[EXERCISE PASSAGE]

##############################

FIG. 13 is a flowchart of another embodiment of the sub-process for learn/practice/work training of the method of the present invention, wherein project team is provided in work module.
FIG. 14 is a flowchart of a sub-process for generating and sending a performance ranking of the method of the present invention.
FIG. 15 is a flowchart of an alternative embodiment of the sub-process for generating and sending a performance ranking of the method of the present invention, wherein job matching is provided. FIG. 16 is a flowchart of another embodiment of the sub-process for generating and sending a performance ranking of the method of the present invention, wherein an AI algorithm is provided for job matching.
FIG. 17 is a flowchart of another embodiment of the sub-process for generating and sending a performance ranking of the method of the present invention, wherein job matching results are relayed to employers and job-seekers.
FIG. 18 is a flowchart of the sub-process for learn/practice/work training of the method of the present invention, wherein both users and employers interact through the sub process.
FIG. 19 is a diagram of the sub-process for learn/practice/work training of the present invention.
FIG. 20 is a flowchart of the sub-process for learning/planning/project steps of the method of the present invention, wherein both users and employers interact through the sub-process.
FIG. 21 is a diagram of the project performance measurement of the present invention. FIG. 22 is an illustration of an example of the present invention, wherein a flight simulator for software training is provided.
FIG. 23 is an illustration of an example of the present invention, wherein a copilot program for new recruits is provided.

##############################

[RECORD EXCERPTS]
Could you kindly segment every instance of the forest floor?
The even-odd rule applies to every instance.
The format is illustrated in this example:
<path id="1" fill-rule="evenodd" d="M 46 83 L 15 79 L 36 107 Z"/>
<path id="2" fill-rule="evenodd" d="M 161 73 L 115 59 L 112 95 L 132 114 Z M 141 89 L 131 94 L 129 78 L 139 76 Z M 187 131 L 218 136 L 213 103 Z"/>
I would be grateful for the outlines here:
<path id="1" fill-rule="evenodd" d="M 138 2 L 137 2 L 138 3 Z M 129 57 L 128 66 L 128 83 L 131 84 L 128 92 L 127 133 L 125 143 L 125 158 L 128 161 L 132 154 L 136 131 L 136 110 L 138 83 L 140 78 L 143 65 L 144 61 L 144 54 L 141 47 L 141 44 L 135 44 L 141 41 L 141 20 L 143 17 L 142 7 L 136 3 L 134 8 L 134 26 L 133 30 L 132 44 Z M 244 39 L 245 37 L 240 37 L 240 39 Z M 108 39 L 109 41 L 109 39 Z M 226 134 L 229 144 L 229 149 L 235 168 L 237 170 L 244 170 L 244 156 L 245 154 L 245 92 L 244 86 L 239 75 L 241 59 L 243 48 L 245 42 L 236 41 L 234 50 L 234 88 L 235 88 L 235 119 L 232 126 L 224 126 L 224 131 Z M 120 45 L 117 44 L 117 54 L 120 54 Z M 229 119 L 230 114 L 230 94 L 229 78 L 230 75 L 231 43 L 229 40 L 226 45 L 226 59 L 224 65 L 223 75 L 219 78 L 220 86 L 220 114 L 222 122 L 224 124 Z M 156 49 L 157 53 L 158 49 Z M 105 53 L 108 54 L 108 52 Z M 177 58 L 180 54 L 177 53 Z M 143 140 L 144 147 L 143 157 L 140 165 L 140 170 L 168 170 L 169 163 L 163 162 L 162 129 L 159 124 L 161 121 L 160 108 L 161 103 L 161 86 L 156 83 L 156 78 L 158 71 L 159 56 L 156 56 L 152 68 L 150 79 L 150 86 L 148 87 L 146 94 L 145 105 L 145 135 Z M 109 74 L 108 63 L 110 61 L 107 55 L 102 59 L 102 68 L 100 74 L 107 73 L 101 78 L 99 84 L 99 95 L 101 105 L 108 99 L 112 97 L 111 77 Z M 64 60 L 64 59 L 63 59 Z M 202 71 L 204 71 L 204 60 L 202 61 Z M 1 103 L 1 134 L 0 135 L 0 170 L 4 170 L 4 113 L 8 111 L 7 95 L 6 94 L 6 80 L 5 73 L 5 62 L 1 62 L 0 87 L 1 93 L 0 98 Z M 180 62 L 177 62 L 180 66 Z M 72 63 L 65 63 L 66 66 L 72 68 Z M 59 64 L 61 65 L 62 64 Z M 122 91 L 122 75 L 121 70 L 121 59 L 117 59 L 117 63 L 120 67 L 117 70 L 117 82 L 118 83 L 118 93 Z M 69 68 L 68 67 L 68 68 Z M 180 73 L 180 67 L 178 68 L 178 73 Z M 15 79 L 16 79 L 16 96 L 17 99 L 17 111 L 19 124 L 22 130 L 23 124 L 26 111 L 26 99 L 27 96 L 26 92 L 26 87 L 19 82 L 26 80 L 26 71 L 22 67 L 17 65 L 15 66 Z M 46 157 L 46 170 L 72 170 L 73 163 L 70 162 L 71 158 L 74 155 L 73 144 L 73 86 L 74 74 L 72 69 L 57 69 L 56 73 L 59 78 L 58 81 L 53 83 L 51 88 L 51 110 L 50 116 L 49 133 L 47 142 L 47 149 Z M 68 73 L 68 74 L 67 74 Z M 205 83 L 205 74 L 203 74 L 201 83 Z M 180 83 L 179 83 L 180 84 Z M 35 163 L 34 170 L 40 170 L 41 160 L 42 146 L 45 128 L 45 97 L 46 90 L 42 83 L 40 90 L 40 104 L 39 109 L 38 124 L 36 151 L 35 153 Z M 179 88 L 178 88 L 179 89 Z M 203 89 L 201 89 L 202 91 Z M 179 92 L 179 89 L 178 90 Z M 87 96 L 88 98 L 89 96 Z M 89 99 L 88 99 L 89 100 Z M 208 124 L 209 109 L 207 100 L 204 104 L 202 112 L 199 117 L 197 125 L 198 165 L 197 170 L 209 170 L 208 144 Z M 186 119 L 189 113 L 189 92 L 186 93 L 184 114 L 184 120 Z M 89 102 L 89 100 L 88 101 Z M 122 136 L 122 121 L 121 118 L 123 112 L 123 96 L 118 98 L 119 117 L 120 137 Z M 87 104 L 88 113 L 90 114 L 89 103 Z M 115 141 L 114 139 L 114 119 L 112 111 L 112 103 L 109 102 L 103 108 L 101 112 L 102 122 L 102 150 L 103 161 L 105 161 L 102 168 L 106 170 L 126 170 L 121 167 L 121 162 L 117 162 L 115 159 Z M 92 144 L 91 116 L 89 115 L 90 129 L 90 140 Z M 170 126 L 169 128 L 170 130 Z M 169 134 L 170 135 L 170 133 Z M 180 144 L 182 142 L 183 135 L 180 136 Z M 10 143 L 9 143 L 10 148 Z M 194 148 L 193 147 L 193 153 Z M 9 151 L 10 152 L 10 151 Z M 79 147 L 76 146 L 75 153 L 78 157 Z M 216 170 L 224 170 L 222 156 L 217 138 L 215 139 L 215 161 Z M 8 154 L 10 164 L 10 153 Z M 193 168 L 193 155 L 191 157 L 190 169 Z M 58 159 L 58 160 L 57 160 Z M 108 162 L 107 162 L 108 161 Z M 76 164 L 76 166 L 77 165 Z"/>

##############################

[TASK LIST]
• A. Answer these questions from the figure list:
(i) What kind of drawing is FIG. 21?
(ii) In the example shown in FIG. 22, what is provided?
(iii) According to FIG. 16, what is provided for job matching?
• B. Write out the stretch of the figure list from "FIG. 17 is a" through "employers and job-seekers.", word for word.
The records have no connection to the figure list.

[SOLUTIONS PER TASK]
• A.
(i) A diagram of the project performance measurement.
(ii) A flight simulator for software training.
(iii) An AI algorithm.

• B.
FIG. 17 is a flowchart of another embodiment of the sub-process for generating and sending a performance ranking of the method of the present invention, wherein job matching results are relayed to employers and job-seekers.